Required task: Pick out every row below that contains the word "dark" and copy each of those rows. Case counts.
-- -- --
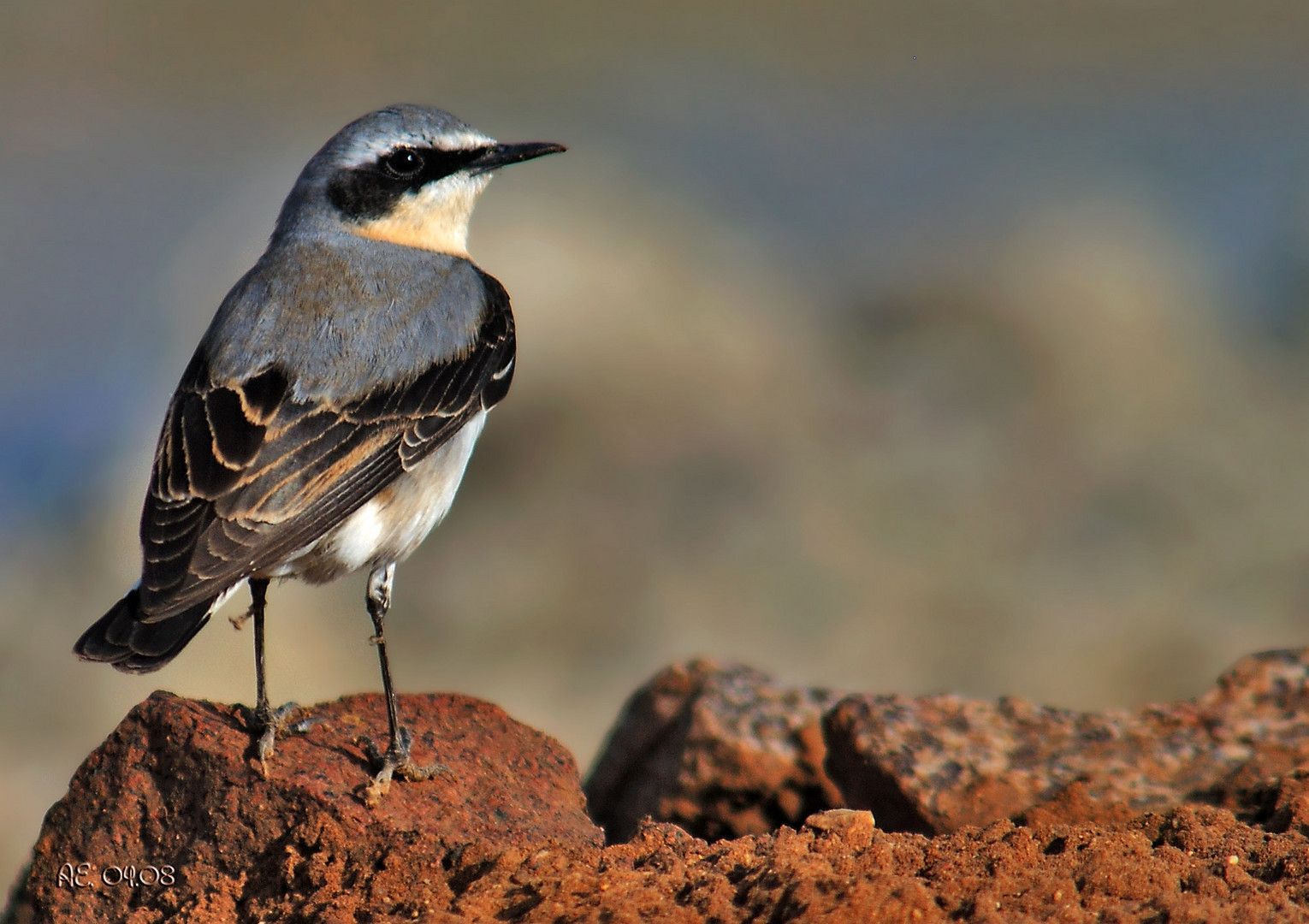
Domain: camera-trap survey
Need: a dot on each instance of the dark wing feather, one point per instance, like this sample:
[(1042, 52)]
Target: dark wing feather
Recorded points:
-- -- --
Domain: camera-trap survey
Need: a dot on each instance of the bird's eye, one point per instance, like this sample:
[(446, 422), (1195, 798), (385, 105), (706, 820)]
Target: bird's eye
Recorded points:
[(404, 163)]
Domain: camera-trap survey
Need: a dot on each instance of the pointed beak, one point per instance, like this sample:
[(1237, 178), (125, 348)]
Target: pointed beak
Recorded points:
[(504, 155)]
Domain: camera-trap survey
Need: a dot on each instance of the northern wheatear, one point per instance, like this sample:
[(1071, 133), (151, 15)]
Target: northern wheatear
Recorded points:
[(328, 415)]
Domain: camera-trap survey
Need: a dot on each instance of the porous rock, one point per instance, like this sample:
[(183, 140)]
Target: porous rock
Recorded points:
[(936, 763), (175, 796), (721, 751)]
-- -- --
Task solution:
Need: a dot on each instance of the dark wing feather, one point per instance, like this sample:
Target: dark wing feather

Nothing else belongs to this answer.